→ **To do**
Pull each line containing "palm" out of the listing below.

→ **Data to process**

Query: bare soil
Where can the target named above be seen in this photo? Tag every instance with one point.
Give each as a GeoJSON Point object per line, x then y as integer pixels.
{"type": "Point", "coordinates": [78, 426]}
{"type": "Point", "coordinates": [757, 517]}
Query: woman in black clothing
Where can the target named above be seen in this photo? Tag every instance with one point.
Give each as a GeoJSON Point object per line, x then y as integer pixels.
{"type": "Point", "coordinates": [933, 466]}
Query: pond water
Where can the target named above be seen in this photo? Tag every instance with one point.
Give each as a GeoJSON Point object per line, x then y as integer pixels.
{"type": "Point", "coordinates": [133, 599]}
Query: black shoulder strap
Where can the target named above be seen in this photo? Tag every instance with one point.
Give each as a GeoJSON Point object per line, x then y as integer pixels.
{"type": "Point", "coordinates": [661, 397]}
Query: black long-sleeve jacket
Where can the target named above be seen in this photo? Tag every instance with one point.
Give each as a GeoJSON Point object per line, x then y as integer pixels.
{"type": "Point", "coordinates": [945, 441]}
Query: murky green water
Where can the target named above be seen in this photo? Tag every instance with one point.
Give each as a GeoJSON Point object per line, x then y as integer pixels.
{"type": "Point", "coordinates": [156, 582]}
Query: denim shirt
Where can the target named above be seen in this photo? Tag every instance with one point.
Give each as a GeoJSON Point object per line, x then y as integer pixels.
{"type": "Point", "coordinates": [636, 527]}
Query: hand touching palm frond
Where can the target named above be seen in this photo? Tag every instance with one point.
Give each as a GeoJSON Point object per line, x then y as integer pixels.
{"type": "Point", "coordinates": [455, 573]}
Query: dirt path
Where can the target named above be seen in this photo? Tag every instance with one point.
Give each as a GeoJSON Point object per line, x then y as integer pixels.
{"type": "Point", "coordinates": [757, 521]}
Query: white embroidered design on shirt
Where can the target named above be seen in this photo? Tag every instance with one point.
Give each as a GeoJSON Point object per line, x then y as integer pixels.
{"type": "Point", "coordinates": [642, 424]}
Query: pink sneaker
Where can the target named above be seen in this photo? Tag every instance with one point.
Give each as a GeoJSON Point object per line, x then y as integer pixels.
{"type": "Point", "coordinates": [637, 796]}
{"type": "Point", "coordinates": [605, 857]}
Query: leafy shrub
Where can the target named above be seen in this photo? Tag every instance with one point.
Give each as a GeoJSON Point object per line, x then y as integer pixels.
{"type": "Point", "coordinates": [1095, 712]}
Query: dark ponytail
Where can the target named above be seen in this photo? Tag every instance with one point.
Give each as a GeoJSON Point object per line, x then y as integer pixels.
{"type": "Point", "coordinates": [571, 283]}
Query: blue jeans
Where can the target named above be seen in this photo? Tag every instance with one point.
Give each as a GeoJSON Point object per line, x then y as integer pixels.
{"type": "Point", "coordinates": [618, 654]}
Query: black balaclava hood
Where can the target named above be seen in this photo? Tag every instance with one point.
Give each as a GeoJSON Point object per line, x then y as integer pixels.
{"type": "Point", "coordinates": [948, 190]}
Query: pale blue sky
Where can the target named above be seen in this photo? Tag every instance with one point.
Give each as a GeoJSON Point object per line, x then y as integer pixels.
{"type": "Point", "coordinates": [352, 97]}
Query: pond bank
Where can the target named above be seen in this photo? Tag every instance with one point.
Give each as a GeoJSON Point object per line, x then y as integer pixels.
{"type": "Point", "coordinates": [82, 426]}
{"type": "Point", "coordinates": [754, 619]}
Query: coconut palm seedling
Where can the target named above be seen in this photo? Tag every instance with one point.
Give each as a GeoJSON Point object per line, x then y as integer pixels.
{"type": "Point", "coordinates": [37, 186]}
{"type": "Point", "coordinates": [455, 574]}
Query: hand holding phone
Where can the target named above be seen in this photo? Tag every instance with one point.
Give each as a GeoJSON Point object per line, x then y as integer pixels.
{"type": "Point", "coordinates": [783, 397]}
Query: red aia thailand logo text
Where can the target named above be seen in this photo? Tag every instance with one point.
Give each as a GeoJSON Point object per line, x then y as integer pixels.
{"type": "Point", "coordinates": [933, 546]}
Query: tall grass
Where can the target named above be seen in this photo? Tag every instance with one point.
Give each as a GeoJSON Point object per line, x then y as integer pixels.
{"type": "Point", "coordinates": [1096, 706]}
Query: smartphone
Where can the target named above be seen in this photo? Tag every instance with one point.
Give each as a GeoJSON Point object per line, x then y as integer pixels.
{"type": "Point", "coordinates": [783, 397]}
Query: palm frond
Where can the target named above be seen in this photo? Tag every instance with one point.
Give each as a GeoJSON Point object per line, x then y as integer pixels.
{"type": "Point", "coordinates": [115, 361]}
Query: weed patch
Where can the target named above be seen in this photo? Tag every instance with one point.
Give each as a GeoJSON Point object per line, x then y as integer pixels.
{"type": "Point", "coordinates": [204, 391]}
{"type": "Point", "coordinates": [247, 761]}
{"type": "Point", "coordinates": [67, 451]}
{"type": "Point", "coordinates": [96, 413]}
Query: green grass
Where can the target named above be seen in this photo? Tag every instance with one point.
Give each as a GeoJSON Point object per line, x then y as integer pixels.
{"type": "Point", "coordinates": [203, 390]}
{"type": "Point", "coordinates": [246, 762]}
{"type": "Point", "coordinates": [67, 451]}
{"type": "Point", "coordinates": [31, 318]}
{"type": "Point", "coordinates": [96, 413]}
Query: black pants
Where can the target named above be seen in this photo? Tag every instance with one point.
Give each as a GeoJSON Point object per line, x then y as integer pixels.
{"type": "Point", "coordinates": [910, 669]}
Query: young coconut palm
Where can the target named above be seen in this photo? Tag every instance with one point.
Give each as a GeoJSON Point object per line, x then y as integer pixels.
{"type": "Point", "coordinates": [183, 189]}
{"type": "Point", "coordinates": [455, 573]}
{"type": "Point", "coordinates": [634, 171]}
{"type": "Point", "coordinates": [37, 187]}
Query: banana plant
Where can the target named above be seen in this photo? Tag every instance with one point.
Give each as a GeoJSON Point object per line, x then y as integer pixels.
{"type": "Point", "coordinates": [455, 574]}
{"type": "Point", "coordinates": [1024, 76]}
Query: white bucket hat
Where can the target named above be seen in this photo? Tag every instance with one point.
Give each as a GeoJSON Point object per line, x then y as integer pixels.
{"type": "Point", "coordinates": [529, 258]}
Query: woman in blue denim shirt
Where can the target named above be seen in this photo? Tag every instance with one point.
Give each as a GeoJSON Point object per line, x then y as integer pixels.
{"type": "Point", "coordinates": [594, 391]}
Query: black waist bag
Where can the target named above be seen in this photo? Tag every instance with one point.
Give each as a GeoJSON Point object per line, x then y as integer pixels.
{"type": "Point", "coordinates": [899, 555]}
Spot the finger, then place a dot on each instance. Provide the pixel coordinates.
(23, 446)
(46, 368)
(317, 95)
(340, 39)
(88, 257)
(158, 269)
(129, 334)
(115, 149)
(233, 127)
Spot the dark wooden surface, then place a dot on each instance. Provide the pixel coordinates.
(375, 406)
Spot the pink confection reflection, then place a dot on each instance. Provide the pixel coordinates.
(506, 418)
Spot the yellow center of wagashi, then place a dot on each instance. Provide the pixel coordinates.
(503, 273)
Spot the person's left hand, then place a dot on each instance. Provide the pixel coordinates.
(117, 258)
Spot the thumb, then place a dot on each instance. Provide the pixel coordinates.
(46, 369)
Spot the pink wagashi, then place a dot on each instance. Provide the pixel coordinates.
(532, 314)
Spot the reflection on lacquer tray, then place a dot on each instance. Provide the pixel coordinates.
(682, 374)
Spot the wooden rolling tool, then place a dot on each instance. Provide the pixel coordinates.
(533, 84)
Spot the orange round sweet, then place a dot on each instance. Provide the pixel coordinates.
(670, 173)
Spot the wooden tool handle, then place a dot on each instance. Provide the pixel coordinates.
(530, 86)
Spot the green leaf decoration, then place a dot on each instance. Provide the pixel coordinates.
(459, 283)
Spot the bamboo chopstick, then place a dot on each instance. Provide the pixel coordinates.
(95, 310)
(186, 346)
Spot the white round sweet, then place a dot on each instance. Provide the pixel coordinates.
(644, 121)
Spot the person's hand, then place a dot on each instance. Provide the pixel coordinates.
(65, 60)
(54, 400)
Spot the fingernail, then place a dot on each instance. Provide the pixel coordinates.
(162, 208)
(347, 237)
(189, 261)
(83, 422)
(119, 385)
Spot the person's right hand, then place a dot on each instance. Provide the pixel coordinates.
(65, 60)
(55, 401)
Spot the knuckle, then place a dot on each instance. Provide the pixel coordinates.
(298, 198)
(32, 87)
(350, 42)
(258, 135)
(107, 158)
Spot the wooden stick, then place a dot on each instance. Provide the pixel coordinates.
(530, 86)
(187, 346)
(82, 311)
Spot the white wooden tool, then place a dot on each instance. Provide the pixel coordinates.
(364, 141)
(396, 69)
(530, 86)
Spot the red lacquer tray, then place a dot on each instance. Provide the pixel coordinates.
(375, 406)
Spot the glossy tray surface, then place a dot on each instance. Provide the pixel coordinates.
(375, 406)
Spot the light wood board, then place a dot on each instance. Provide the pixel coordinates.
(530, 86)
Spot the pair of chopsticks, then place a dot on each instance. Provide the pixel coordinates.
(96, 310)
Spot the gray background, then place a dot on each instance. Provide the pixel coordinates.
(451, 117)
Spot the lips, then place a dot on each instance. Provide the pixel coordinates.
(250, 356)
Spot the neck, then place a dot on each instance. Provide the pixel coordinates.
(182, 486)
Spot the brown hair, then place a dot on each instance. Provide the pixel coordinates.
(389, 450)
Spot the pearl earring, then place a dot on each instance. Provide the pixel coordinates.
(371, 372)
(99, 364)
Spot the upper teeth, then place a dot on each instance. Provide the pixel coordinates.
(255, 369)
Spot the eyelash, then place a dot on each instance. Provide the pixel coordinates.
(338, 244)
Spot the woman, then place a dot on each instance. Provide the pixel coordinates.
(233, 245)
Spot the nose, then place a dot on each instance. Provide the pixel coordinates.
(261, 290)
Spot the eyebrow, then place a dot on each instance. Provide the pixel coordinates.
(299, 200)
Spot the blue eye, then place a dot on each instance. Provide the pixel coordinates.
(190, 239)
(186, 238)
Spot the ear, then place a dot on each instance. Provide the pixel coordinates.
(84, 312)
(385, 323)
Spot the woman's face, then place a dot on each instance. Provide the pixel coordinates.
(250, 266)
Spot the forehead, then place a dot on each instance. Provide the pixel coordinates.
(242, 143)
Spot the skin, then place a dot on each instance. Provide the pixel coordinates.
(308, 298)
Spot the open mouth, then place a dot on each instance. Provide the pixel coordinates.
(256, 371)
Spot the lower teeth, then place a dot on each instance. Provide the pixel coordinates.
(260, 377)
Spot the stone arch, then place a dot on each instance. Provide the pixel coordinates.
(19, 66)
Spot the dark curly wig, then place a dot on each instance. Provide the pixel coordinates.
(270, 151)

→ **Written reply**
Query: hand touching palm frond
Query: coconut palm seedling
Query: palm frond
Query: young coconut palm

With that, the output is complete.